Filter the records below and copy each line that contains the word "white". Treat the match as case-sensitive.
-- BEGIN Records shown --
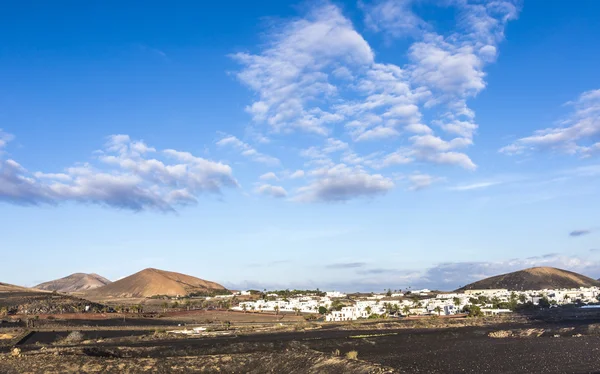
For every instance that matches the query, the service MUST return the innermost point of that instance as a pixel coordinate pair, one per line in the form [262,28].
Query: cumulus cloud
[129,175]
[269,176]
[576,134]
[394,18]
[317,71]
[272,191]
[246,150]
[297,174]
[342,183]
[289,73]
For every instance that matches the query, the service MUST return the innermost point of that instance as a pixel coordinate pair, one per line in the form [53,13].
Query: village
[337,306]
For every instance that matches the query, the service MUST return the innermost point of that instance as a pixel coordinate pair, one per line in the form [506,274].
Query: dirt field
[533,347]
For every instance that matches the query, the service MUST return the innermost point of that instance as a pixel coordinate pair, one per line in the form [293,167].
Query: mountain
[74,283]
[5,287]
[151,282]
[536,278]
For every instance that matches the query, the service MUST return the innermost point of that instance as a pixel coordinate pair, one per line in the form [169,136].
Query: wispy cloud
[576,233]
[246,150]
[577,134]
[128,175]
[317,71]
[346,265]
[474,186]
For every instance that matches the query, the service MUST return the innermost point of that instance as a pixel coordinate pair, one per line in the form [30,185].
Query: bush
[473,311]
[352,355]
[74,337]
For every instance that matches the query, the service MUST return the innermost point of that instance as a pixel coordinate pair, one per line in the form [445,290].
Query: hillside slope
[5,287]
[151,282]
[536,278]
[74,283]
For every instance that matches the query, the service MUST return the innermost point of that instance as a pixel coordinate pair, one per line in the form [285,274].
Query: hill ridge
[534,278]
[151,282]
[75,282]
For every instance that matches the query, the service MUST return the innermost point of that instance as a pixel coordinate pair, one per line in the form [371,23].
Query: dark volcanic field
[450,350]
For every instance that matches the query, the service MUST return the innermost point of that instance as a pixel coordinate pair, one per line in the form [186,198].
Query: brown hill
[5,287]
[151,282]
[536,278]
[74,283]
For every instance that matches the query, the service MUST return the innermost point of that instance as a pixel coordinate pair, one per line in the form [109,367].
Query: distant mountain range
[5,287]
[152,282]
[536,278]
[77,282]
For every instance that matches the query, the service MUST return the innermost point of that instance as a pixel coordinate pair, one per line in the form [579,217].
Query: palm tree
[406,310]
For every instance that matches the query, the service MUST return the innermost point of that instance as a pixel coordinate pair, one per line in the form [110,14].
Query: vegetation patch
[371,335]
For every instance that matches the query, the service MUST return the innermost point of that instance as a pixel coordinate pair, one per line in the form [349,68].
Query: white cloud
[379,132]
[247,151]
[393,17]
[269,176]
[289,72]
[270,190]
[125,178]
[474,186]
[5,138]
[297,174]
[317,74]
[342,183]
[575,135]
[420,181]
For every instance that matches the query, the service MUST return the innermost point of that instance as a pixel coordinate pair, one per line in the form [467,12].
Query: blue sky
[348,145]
-- END Records shown --
-- BEGIN Records shown --
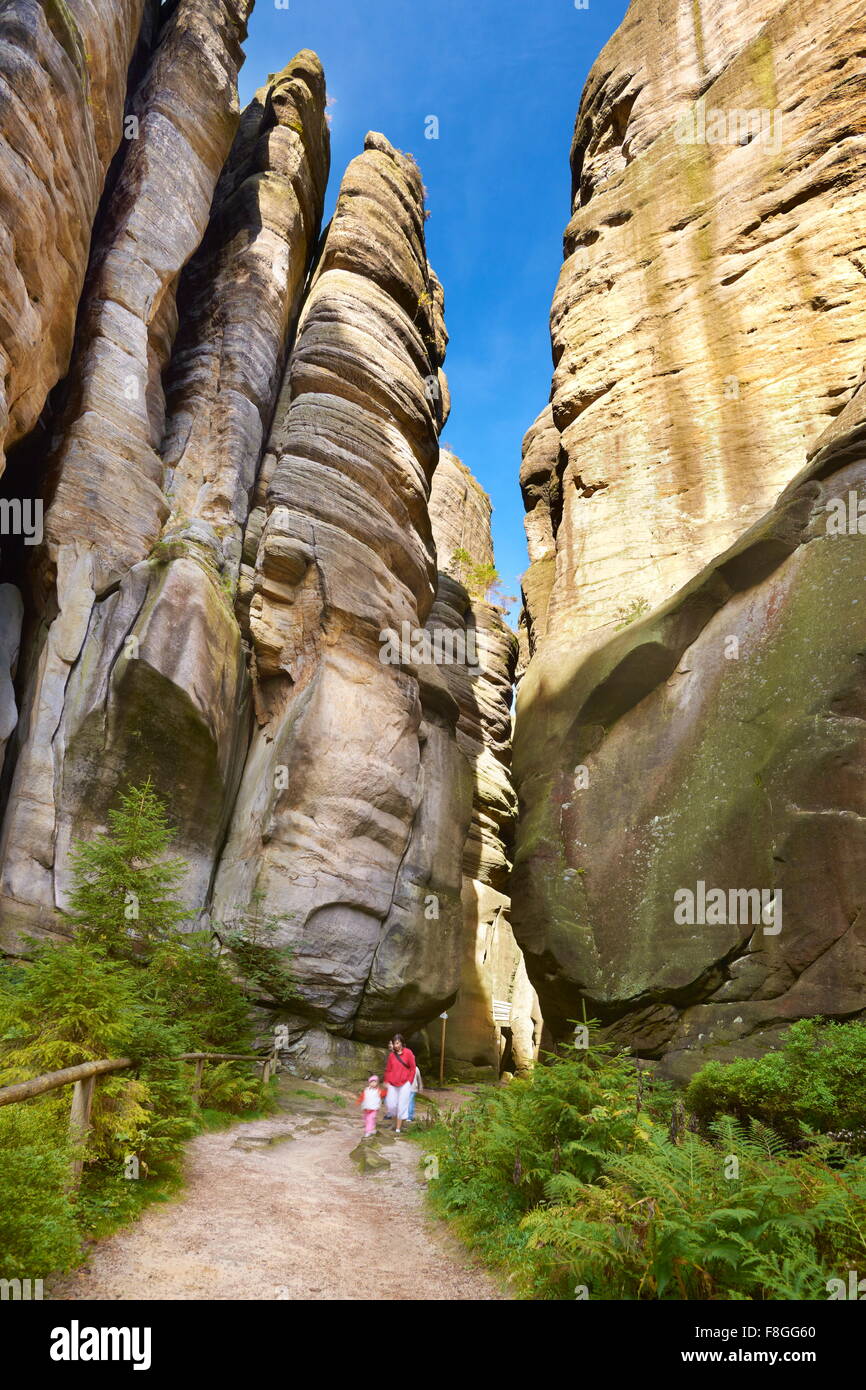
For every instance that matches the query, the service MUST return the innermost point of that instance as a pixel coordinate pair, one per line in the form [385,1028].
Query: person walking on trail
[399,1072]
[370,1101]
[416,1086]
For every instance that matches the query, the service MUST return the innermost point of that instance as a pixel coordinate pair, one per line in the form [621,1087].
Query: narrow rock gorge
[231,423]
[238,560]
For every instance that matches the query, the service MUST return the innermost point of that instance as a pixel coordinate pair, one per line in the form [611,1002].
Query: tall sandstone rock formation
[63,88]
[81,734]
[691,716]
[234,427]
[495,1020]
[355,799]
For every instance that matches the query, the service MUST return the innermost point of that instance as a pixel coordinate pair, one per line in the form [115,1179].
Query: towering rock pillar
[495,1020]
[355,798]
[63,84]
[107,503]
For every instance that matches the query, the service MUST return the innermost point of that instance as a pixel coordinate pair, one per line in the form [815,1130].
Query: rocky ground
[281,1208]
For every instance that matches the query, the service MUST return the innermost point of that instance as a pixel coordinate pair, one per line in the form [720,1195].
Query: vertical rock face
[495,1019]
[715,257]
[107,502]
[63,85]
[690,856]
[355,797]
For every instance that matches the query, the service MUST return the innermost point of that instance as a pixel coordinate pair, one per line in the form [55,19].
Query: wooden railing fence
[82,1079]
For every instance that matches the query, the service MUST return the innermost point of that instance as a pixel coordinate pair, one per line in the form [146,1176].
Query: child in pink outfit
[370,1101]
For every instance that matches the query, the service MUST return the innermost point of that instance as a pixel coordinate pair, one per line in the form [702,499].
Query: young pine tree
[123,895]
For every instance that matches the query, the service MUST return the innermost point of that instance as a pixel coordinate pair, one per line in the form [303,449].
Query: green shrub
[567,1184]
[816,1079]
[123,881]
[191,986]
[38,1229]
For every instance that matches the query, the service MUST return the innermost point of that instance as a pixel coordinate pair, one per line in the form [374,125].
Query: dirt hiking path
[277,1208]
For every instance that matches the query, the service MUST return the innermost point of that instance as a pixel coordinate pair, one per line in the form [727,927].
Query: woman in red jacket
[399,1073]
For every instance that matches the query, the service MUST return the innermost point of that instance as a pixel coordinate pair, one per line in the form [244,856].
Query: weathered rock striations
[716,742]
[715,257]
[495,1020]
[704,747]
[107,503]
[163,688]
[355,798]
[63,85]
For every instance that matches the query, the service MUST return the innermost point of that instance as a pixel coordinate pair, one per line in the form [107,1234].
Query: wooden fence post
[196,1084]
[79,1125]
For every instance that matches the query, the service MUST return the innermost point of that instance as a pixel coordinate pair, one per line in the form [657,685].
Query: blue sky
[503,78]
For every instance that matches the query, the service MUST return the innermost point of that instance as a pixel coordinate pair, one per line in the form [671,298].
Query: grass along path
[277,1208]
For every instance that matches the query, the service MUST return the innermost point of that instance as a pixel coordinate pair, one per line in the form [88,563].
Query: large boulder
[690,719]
-- END Records shown --
-- BEGIN Records shown --
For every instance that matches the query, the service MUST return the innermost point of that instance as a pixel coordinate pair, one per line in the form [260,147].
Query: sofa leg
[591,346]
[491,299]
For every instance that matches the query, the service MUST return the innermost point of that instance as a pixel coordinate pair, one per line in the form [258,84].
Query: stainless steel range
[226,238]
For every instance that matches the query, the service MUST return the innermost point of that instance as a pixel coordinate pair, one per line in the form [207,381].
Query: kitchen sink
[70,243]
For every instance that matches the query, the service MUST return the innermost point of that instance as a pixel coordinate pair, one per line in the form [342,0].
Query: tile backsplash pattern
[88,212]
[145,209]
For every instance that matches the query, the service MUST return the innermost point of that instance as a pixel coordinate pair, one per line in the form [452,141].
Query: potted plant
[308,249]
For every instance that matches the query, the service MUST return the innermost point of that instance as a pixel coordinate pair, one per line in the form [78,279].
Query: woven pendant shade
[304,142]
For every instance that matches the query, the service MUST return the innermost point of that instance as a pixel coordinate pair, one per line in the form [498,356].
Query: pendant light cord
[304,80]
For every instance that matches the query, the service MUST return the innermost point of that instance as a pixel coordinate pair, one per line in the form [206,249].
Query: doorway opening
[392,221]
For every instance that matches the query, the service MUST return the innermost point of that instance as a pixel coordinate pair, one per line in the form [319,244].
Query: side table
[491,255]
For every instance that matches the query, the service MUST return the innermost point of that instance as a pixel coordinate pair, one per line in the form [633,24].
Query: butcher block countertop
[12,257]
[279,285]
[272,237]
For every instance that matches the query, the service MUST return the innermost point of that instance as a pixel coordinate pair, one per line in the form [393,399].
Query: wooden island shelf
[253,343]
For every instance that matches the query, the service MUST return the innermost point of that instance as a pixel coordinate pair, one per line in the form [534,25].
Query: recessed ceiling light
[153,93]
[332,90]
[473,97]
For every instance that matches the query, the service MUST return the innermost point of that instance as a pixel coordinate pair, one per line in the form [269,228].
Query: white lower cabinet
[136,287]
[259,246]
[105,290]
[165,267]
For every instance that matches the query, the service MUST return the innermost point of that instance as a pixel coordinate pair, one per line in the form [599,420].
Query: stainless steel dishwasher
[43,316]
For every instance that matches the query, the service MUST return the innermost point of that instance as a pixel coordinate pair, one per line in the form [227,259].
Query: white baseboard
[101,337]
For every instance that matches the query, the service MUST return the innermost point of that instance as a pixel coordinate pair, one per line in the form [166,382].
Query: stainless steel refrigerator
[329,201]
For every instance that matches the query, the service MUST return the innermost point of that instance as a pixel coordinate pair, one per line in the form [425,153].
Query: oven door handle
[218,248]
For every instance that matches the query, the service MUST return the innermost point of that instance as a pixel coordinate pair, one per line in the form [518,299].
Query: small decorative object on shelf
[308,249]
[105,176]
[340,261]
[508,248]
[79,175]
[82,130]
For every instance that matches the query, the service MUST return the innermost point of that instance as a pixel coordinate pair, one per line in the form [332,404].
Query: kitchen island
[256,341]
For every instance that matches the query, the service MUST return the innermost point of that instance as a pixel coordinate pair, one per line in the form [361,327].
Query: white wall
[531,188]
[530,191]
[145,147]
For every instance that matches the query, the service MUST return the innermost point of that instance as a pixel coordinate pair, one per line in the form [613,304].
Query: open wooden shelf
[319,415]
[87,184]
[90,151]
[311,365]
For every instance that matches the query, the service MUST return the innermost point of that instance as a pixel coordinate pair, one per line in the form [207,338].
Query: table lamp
-- END Records shown --
Full output.
Query: white cloud
Query: white lower cabinet
Query: white baseboard
Query: white wall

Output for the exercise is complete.